(Pozycje pochodzące ze źródła danych)
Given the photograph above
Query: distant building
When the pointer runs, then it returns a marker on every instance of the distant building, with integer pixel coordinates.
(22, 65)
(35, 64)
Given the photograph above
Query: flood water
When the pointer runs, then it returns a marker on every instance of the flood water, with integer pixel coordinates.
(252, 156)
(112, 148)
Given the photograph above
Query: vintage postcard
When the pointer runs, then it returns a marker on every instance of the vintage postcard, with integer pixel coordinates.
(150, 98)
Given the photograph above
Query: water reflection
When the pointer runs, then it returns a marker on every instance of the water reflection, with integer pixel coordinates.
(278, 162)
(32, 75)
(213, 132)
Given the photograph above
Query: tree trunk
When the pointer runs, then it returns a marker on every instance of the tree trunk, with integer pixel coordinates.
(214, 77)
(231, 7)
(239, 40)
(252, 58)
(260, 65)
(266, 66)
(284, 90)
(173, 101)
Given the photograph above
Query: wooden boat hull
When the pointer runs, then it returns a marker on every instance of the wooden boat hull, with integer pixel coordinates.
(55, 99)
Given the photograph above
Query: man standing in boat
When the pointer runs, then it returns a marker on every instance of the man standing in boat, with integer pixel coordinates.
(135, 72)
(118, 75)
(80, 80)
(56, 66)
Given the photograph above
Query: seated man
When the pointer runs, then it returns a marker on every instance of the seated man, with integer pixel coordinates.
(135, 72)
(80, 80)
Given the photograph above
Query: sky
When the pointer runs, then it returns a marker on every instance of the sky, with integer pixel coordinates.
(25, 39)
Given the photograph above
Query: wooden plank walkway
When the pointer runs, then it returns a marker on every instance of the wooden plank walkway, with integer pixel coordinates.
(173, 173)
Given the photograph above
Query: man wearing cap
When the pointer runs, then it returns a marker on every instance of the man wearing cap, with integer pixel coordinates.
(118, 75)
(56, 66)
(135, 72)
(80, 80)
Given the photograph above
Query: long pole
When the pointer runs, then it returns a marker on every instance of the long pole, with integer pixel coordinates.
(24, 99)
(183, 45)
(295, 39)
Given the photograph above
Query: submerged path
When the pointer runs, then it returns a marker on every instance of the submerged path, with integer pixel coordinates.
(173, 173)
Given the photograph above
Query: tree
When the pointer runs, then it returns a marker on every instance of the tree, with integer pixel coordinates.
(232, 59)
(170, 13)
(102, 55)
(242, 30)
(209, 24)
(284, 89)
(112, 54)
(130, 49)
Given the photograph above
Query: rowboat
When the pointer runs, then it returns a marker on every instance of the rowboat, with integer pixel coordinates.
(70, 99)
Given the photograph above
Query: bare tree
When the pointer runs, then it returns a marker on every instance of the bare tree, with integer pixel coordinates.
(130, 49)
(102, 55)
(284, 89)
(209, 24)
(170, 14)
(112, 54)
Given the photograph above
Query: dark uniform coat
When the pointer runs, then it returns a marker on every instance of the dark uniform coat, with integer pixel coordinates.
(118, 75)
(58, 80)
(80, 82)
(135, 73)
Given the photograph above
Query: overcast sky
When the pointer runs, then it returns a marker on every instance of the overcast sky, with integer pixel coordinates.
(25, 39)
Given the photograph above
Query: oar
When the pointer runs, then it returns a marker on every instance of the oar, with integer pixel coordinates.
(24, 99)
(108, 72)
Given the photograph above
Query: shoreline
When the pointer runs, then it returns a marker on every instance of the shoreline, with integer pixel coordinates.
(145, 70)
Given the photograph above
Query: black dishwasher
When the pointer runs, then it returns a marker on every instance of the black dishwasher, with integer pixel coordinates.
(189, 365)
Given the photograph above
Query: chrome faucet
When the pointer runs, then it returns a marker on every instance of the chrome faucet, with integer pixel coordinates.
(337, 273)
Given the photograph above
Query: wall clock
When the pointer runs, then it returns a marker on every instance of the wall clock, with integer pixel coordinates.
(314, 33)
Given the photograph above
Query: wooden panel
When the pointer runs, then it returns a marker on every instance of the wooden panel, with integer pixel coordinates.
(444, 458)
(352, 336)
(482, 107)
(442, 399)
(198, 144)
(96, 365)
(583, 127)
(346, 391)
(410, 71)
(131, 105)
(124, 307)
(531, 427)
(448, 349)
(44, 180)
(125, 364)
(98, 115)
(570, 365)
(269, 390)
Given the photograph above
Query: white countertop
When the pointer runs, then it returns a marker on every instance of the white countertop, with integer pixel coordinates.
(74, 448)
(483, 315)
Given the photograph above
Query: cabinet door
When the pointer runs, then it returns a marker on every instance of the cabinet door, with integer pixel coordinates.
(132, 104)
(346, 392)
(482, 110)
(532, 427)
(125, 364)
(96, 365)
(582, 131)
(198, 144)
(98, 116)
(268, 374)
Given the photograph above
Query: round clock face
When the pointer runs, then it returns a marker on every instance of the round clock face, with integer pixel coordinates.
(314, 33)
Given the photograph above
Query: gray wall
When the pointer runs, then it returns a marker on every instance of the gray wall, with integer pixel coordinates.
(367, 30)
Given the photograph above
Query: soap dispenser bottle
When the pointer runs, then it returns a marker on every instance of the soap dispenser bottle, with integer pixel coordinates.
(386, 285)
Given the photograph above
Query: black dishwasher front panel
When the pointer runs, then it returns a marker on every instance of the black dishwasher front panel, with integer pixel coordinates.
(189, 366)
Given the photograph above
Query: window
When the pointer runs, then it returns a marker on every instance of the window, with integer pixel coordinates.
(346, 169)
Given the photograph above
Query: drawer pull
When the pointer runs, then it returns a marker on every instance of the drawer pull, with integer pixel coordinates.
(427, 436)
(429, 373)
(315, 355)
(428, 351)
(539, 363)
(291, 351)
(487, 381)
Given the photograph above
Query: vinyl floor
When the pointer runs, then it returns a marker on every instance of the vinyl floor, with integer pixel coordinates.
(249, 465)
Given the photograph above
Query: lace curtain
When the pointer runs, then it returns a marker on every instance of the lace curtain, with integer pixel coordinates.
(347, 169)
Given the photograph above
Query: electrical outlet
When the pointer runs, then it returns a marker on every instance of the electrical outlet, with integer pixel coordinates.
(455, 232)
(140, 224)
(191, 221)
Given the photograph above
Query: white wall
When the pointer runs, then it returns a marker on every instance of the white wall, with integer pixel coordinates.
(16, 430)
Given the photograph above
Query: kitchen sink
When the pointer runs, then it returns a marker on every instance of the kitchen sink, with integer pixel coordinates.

Cel ćwiczenia
Przefiltruj powyższe dane i przepisz każdy wiersz zawierający słowo „drawer”.

Odpowiedź
Query: drawer pull
When the pointer runs, then it returns a marker on every instance of the drawer pull, with integer pixel coordinates.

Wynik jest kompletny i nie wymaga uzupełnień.